## Provided information
——

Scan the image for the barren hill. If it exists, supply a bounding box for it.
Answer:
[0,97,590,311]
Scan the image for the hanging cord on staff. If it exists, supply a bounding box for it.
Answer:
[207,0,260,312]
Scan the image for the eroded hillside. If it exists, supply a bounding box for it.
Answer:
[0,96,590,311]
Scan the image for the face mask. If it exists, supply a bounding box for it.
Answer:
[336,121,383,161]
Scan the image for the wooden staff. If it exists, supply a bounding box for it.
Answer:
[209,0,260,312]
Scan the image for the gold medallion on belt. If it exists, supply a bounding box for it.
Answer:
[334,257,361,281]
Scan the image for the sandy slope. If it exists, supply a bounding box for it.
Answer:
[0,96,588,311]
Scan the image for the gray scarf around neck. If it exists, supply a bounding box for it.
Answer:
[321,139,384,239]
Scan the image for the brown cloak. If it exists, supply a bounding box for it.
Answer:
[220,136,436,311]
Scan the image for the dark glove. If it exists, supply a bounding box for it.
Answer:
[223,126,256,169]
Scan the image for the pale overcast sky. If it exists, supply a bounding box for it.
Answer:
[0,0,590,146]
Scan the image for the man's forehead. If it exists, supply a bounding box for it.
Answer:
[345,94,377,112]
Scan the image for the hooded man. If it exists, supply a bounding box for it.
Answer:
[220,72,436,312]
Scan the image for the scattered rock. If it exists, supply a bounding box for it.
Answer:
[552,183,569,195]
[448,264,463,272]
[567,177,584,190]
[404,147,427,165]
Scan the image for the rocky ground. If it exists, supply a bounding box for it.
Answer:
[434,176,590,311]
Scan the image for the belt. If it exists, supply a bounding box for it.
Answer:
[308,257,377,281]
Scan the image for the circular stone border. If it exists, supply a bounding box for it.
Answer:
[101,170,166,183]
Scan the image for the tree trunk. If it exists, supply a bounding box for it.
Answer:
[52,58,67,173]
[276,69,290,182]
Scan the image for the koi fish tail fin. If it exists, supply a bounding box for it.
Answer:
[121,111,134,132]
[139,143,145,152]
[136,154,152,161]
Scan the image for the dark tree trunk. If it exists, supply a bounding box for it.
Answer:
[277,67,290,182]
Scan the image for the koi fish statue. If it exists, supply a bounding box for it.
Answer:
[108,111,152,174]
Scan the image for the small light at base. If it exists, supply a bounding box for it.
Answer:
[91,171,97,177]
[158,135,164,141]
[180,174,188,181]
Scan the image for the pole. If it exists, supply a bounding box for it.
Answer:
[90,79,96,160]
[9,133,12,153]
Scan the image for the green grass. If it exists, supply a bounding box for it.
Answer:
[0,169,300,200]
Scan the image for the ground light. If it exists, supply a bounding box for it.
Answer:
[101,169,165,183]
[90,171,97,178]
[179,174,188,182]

——

## Do this
Rewrite every line of the listing above, starting at the line that contains "Scan the image for the hooded" and ending at the line that contains "[180,174,188,181]". Shift each bounding-box coordinate in the answers by adding -117 to it.

## Output below
Scan the image for the hooded man. If it exists, supply a bounding box for it.
Answer:
[103,-45,319,195]
Scan the image for the scattered rock. If it exists, supply a bounding box for it.
Answer:
[435,66,452,78]
[331,147,346,155]
[450,60,467,73]
[287,30,310,48]
Scan the image for the rocky ground. If it exists, supply a bounding box for it.
Answer:
[317,59,473,194]
Scan the image for the belt. If it exists, supply a bounding box for it.
Answer:
[191,140,260,164]
Scan the image for the circular stone border. If it exists, supply a bounding box for it.
Answer:
[-16,53,49,66]
Scan the image for the tree trunk. If it exists, supply a bounding box for it.
Answer:
[-65,-59,-50,56]
[159,-48,173,65]
Scan the image for the koi fish tail fin. If it exists, supply a bounding box for it.
Answer:
[4,-6,17,15]
[22,26,28,35]
[19,37,35,44]
Scan the image for the dark tree trunk. If it exists, supply a bounding box for it.
Answer:
[160,-50,173,65]
Scan the image for the koi fish statue. If it exists, supply a bounding box for it.
Answer:
[-9,-6,35,57]
Scan the image for the small light at base. If it exists, supply a bounding box for it.
Answer:
[-26,54,-20,60]
[41,18,47,24]
[63,57,71,64]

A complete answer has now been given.